■ **BRIEF**
The records that follow are to be repeated exactly, with the pictures removed.

■ **DATA FOR THE TASK**
◇ ◇ ◇ ◇ ◇

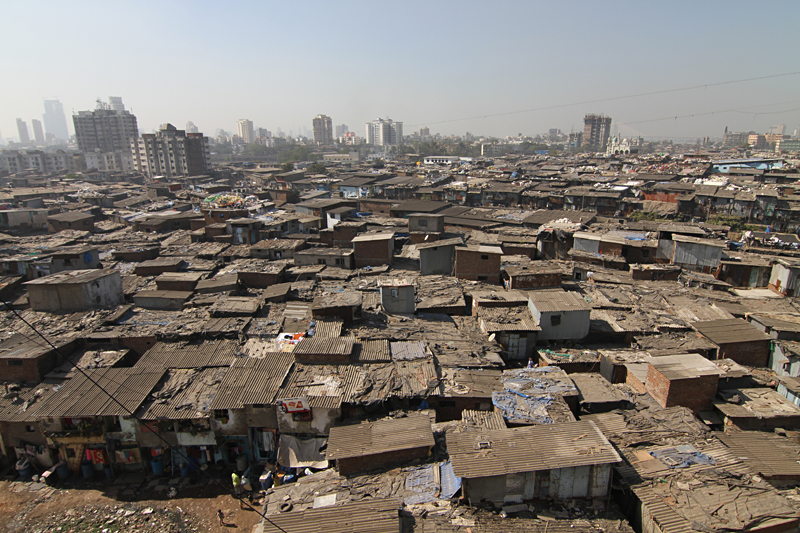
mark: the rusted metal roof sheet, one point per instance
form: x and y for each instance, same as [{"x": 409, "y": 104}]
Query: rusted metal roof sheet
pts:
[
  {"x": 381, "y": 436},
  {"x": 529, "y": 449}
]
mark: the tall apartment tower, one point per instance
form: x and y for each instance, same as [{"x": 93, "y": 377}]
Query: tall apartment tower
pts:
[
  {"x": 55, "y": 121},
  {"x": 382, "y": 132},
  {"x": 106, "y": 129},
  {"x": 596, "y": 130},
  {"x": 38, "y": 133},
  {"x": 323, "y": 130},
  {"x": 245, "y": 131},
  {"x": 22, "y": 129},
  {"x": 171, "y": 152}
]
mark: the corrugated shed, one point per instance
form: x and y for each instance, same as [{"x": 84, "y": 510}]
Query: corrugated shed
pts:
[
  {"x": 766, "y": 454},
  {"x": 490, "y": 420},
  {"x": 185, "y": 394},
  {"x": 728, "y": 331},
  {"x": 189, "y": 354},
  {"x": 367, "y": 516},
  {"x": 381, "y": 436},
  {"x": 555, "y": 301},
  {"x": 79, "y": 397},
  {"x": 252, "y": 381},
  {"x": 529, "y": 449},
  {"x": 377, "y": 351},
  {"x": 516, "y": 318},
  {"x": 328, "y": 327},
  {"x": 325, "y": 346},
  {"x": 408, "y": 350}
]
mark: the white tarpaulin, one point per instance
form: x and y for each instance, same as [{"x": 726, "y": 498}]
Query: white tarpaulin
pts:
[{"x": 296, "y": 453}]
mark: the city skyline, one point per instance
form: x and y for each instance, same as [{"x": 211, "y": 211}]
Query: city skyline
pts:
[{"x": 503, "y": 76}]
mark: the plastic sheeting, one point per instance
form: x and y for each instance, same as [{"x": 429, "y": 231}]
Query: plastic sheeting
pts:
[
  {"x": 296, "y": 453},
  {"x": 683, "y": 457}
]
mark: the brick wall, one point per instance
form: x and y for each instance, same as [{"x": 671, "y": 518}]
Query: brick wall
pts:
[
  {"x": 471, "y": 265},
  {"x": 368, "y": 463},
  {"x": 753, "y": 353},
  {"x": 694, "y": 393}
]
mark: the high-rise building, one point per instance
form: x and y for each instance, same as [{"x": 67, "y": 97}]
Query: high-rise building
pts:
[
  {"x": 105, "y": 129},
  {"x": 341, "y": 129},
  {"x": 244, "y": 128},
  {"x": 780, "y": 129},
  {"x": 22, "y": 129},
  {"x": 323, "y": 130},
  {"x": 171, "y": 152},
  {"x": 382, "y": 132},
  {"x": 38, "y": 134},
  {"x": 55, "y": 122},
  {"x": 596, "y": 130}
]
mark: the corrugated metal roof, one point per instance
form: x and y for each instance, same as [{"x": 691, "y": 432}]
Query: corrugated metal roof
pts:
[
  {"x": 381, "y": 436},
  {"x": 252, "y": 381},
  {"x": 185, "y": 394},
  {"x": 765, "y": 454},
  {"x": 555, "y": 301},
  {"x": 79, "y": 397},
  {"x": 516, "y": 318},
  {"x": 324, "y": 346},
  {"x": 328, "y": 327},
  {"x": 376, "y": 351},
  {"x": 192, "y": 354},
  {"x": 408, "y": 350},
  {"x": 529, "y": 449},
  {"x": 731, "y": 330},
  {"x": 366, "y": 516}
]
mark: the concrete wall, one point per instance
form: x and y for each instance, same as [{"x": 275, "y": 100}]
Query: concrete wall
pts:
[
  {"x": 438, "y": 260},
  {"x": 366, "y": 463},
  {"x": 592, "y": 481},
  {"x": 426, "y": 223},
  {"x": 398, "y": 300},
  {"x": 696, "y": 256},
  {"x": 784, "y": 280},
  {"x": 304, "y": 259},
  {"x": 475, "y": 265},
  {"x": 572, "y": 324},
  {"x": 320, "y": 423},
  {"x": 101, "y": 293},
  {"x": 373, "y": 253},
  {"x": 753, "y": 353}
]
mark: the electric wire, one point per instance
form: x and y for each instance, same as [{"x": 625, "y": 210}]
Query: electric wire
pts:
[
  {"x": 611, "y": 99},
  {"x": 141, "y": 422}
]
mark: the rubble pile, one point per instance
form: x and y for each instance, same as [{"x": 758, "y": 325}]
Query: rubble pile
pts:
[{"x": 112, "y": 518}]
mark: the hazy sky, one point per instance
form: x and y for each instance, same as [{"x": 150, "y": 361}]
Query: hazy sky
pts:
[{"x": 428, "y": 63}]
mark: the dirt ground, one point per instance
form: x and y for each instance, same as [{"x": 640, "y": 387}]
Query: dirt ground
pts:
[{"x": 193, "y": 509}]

◇ ◇ ◇ ◇ ◇

■ **RESPONSE TO THE TASK**
mark: the rusted metal roof sheet, one point per instance
form: x and y for each instance, same as [{"x": 409, "y": 104}]
Query: rusted metal roof sheet
pts:
[
  {"x": 381, "y": 436},
  {"x": 529, "y": 449}
]
mark: the tall apartment tower, one point per instance
form: x and y for each instance, same as [{"x": 93, "y": 377}]
Query: tall apartment tower
pts:
[
  {"x": 55, "y": 121},
  {"x": 382, "y": 132},
  {"x": 106, "y": 129},
  {"x": 596, "y": 130},
  {"x": 38, "y": 133},
  {"x": 323, "y": 130},
  {"x": 245, "y": 131},
  {"x": 22, "y": 129},
  {"x": 171, "y": 152}
]
mark: the corrugated shed, one point per instance
form: x and y for each instance, same as [{"x": 84, "y": 510}]
Query: corrugated shed
pts:
[
  {"x": 766, "y": 454},
  {"x": 490, "y": 420},
  {"x": 185, "y": 394},
  {"x": 728, "y": 331},
  {"x": 189, "y": 354},
  {"x": 367, "y": 516},
  {"x": 381, "y": 436},
  {"x": 555, "y": 301},
  {"x": 79, "y": 397},
  {"x": 252, "y": 381},
  {"x": 529, "y": 449},
  {"x": 377, "y": 351},
  {"x": 516, "y": 318},
  {"x": 328, "y": 327},
  {"x": 325, "y": 346},
  {"x": 408, "y": 350}
]
mark: the white tarpaulin, one point per instance
form: x and y for each instance, same as [{"x": 726, "y": 498}]
Query: white tarpaulin
pts:
[{"x": 296, "y": 453}]
mark: the city skyline, one point per instance
form: x and y for each instance, same as [{"x": 211, "y": 211}]
Query: city skyline
pts:
[{"x": 503, "y": 76}]
mark: the plastic sheeting, one point per instance
form: x and y for each instance, same as [{"x": 429, "y": 231}]
Query: plastic sheeting
pts:
[
  {"x": 296, "y": 453},
  {"x": 683, "y": 457}
]
mark: the brick wall, one point per instance
form: x and y for each instance, same as [{"x": 671, "y": 518}]
Query: brick wall
pts:
[
  {"x": 471, "y": 265},
  {"x": 368, "y": 463},
  {"x": 753, "y": 353},
  {"x": 694, "y": 393}
]
mark: the high-rise building, one point per instance
form: x and y for each instance, same as [{"x": 67, "y": 97}]
Query: high-rise building
pts:
[
  {"x": 105, "y": 129},
  {"x": 341, "y": 129},
  {"x": 244, "y": 128},
  {"x": 780, "y": 129},
  {"x": 22, "y": 129},
  {"x": 323, "y": 130},
  {"x": 171, "y": 152},
  {"x": 382, "y": 132},
  {"x": 38, "y": 134},
  {"x": 55, "y": 122},
  {"x": 596, "y": 130}
]
mark: the corrugated metal roof, one point per instance
form: x and y for each instance, same as [{"x": 691, "y": 432}]
Query: corrugated metal roof
pts:
[
  {"x": 381, "y": 436},
  {"x": 252, "y": 381},
  {"x": 185, "y": 394},
  {"x": 765, "y": 454},
  {"x": 555, "y": 301},
  {"x": 79, "y": 397},
  {"x": 516, "y": 318},
  {"x": 324, "y": 346},
  {"x": 328, "y": 327},
  {"x": 376, "y": 351},
  {"x": 192, "y": 354},
  {"x": 408, "y": 350},
  {"x": 529, "y": 449},
  {"x": 731, "y": 330},
  {"x": 366, "y": 516}
]
mark: the concrete wall, one point per instance
form: x and y for each instance, same as [{"x": 275, "y": 100}]
Query: concrete wall
pts:
[
  {"x": 438, "y": 260},
  {"x": 366, "y": 463},
  {"x": 592, "y": 481},
  {"x": 426, "y": 223},
  {"x": 398, "y": 300},
  {"x": 696, "y": 256},
  {"x": 784, "y": 280},
  {"x": 304, "y": 259},
  {"x": 475, "y": 265},
  {"x": 572, "y": 324},
  {"x": 320, "y": 423},
  {"x": 101, "y": 293},
  {"x": 373, "y": 253},
  {"x": 753, "y": 353}
]
mark: the electric wire, one point per instance
form: x and y for each instance, same as [{"x": 625, "y": 210}]
Query: electric wire
pts:
[
  {"x": 611, "y": 99},
  {"x": 141, "y": 422}
]
mark: the rubble pile, one point per instance
form: x and y for each instance, same as [{"x": 758, "y": 325}]
Query: rubble pile
pts:
[{"x": 112, "y": 518}]
mark: the hazy sky, one point per instance
form: x and y for each instance, same as [{"x": 150, "y": 361}]
Query: hazy sky
pts:
[{"x": 428, "y": 63}]
mark: the dirt ground, one point per instance
form: x and y for each instance, same as [{"x": 640, "y": 387}]
Query: dirt ground
pts:
[{"x": 193, "y": 509}]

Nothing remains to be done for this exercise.